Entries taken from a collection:
<<<<

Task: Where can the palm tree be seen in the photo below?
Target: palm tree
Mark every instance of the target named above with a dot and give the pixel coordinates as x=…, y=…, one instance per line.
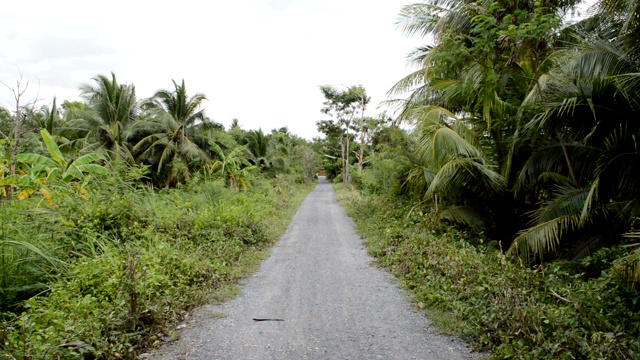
x=174, y=139
x=106, y=127
x=585, y=130
x=264, y=153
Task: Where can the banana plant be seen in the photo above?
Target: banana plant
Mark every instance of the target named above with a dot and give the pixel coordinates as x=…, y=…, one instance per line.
x=39, y=171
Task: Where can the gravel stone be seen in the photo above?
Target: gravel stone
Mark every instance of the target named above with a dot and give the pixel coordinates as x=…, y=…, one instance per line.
x=334, y=303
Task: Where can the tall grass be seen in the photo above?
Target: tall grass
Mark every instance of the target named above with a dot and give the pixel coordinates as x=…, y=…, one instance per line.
x=123, y=263
x=554, y=311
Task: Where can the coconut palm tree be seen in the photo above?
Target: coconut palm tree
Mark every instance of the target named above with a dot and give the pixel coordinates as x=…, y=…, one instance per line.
x=174, y=140
x=585, y=132
x=107, y=127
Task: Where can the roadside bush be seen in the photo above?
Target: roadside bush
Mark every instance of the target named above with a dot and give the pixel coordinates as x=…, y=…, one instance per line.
x=549, y=312
x=135, y=262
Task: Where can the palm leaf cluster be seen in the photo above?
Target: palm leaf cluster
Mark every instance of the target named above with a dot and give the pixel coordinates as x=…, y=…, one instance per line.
x=526, y=126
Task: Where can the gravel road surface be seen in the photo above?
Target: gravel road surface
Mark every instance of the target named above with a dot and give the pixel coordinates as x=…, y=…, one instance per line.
x=335, y=304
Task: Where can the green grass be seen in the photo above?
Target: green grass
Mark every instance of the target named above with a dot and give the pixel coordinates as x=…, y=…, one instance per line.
x=135, y=261
x=471, y=290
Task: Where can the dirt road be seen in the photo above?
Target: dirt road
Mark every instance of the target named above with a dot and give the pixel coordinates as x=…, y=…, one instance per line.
x=335, y=304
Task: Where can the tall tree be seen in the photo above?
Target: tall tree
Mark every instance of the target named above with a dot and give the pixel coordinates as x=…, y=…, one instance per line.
x=107, y=127
x=174, y=139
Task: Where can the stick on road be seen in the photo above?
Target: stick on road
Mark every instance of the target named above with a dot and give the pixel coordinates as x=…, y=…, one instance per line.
x=334, y=303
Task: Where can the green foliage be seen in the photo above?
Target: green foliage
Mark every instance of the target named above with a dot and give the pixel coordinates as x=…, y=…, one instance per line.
x=549, y=312
x=136, y=261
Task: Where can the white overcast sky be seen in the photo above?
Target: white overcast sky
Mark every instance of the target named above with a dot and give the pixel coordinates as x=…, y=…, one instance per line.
x=260, y=61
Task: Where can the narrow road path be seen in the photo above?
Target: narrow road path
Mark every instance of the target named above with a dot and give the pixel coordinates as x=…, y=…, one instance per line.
x=334, y=303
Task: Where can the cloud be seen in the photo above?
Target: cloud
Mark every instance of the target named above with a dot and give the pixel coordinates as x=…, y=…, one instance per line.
x=56, y=47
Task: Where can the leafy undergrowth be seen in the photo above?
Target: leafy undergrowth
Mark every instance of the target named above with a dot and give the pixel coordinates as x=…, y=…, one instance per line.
x=471, y=290
x=118, y=268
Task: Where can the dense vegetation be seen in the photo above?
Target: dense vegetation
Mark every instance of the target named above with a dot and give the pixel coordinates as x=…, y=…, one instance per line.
x=120, y=215
x=509, y=199
x=505, y=193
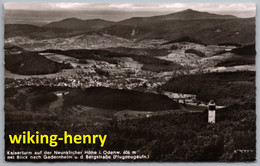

>>>>

Work task :: The word "undergrowth" appears in some of the lines above. Copy those lines.

Answer for the task ::
Task: Where can the leafy undergrowth be seen in the photo above?
Target: leafy undergrowth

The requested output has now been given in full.